EXTRACT TO READ —
▼▼▼

Neal: It is the only one I have ever seen.  I had it mounted in the mid-1970s after the Billion Dollar Babies Tour.  It is a cool poster with Alice and the toothpaste tube.  I have never seen another one. 

I wanted to show the drums.  They are the drums that I am auctioning off.  If you look at the drum heads, one of them is slanted on the left and the one on the right is horizontal.  The horizontal one is this one and it is from the Billion Dollar Babies Tour.  The one that is on the angle is from the Muscle of Love Tour.  Those are both original heads from the tour and there were only two.  I was amazed to find the Muscle of Love one.  I didn’t think I had it.  I was looking through a couple of heads and I was like, “Holy shit this is one of the original heads.” 

On the bottom of the poster is says Continental… I just blew this picture up.  I have no idea what the hell that means.  As you can tell, at one time it was folded as there are crease lines.  That is one reason I had it mounted flat on a hardboard.  It is hang-able just as it is right now.  This is a very rare piece.  I’ve never seen that one anywhere.  I probably just shouldn’t be selling it.  I still have tons of stuff.  This auction is just scraping the surface of what I’ve got.

Jeb: The Billion Dollar Babies Tour poster is bad ass.

Neal: That is the original one that was done by Prairie Prince from the Tubes… one is being offered with a Billion Dollar Babies Tour book.  Then there is an auction for just the poster itself.  They are originals.  It is a good sized poster. 

Jeb: I miss the days of cool big rock posters.

Neal: To me, that was such an integral part of rock in the ‘60s through the ‘80s.  We still do it with my solo CD The Story of Killsmith & the Greenfire Empire.  I did a book with the CD.  It just doesn’t have the same impact that an album cover does.  I put it in book form so it is actually a book with a CD inside it.  It is a lot better, but this is all a lost art.

▲▲▲

RECORD LIST —
▼▼▼

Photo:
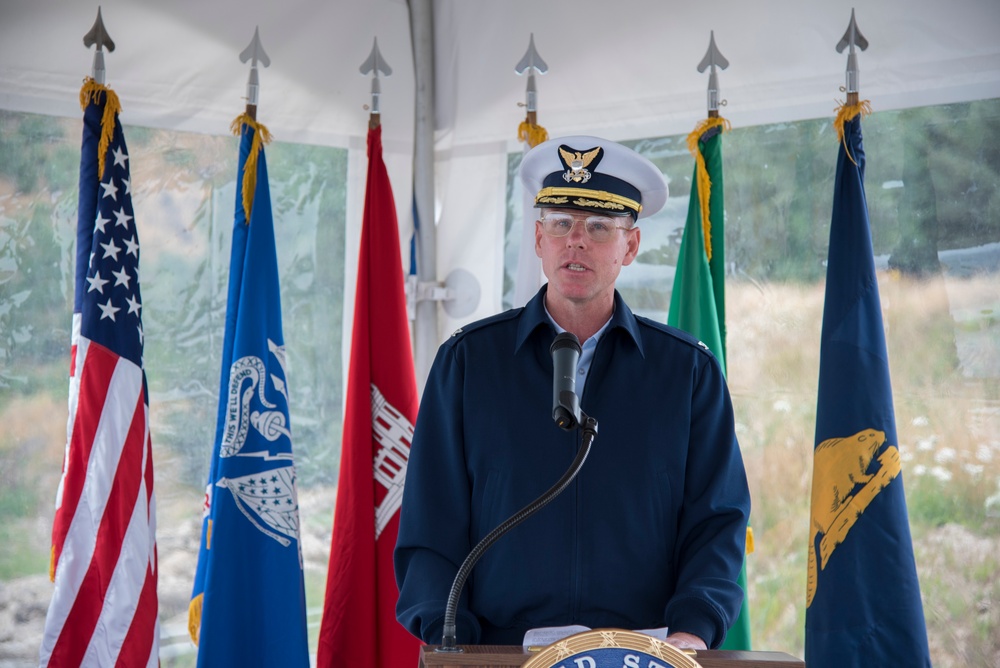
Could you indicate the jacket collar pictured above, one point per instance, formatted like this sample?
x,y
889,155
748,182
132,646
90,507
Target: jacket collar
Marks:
x,y
533,317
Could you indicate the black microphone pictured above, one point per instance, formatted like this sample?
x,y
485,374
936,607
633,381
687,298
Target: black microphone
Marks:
x,y
565,403
567,414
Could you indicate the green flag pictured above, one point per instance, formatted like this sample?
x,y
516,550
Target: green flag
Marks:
x,y
698,301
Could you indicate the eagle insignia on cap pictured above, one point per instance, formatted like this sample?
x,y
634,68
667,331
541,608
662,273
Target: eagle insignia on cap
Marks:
x,y
577,163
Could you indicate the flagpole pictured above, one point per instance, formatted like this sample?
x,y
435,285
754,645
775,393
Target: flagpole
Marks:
x,y
425,335
856,614
104,604
359,626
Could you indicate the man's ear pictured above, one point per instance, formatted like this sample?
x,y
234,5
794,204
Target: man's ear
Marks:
x,y
632,248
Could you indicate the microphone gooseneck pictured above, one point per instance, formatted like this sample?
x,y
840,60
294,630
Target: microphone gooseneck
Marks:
x,y
566,412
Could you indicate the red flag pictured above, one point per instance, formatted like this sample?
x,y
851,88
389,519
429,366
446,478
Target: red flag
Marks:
x,y
359,616
104,606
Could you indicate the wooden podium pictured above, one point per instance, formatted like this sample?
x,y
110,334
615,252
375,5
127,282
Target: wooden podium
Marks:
x,y
508,656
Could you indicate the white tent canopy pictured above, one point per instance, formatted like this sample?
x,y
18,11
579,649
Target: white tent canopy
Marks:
x,y
624,69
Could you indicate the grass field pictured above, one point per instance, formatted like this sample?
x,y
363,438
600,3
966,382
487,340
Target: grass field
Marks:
x,y
944,350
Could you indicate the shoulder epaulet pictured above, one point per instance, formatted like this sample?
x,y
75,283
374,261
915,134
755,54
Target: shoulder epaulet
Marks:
x,y
676,333
465,330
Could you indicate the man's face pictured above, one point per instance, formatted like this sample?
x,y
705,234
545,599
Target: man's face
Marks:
x,y
580,269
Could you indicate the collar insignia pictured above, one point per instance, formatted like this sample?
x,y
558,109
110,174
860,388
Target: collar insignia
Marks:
x,y
578,162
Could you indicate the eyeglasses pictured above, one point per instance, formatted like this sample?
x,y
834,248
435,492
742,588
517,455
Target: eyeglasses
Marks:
x,y
599,228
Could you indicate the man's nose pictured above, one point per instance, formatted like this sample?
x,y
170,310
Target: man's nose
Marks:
x,y
578,234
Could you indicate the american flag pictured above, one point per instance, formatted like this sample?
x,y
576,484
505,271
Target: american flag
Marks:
x,y
104,605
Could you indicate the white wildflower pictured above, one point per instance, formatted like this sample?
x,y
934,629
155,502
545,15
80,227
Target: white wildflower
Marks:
x,y
941,473
944,455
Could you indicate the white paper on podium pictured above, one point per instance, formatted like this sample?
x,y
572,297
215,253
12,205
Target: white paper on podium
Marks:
x,y
546,635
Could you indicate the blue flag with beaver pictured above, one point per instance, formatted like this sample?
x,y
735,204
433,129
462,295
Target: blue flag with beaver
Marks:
x,y
862,594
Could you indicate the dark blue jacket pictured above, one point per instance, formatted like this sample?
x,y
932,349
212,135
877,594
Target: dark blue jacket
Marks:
x,y
650,534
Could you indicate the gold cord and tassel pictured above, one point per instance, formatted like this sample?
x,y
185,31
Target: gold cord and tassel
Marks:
x,y
846,112
261,136
704,182
531,133
92,91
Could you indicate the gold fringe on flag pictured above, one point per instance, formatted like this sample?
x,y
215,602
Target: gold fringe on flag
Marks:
x,y
194,617
846,112
91,91
531,133
704,183
261,136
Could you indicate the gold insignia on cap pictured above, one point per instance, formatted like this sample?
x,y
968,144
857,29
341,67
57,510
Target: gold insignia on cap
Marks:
x,y
577,163
600,199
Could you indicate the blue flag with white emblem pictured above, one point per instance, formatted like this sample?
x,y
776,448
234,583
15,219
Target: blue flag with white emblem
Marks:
x,y
863,596
248,604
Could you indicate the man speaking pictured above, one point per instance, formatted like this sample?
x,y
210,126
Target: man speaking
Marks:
x,y
651,532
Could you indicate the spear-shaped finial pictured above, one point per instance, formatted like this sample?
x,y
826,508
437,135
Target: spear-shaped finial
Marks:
x,y
98,35
713,58
852,38
531,62
529,130
375,64
254,53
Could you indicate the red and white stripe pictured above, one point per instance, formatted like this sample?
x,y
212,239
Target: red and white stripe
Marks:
x,y
104,607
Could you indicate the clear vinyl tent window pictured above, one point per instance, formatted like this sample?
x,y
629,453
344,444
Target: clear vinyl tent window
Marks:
x,y
933,190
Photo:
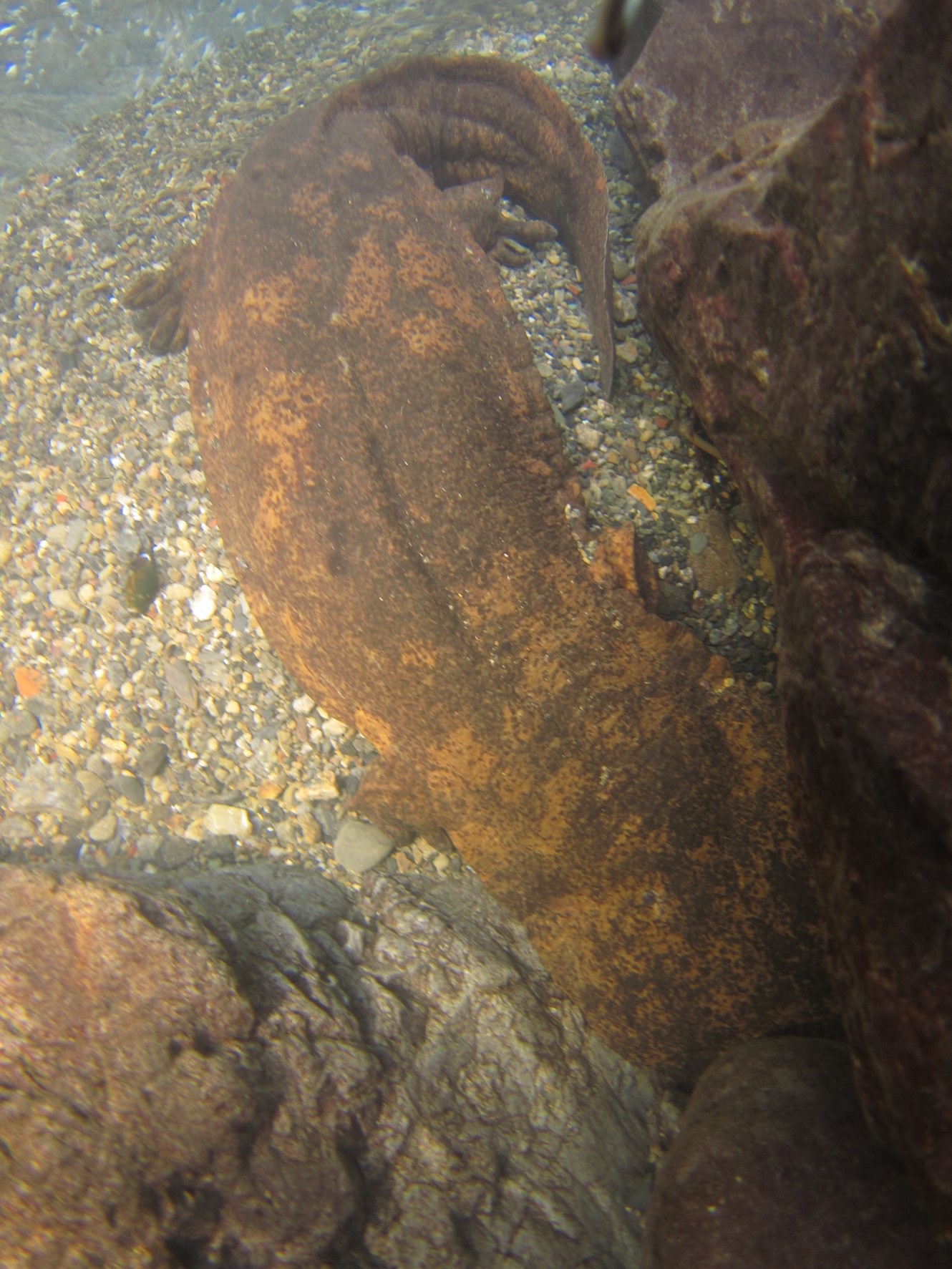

▲▲▲

EXERCISE REQUIREMENTS —
(a) Update the interview from "On the bottom" up to and including "big rock posters.", with "hardboard" swapped for "plywood".
(b) Please answer these questions on the interview, one answer a line:
(i) After which tour did Neal have the poster mounted?
(ii) Who did the original Billion Dollar Babies Tour poster?
(iii) What is the name of Neal's solo CD?

OUTPUTS BY TASK —
(a)
On the bottom of the poster is says Continental… I just blew this picture up.  I have no idea what the hell that means.  As you can tell, at one time it was folded as there are crease lines.  That is one reason I had it mounted flat on a plywood.  It is hang-able just as it is right now.  This is a very rare piece.  I’ve never seen that one anywhere.  I probably just shouldn’t be selling it.  I still have tons of stuff.  This auction is just scraping the surface of what I’ve got.

Jeb: The Billion Dollar Babies Tour poster is bad ass.

Neal: That is the original one that was done by Prairie Prince from the Tubes… one is being offered with a Billion Dollar Babies Tour book.  Then there is an auction for just the poster itself.  They are originals.  It is a good sized poster. 

Jeb: I miss the days of cool big rock posters.

(b)
(i) The Billion Dollar Babies Tour
(ii) Prairie Prince from the Tubes
(iii) The Story of Killsmith & the Greenfire Empire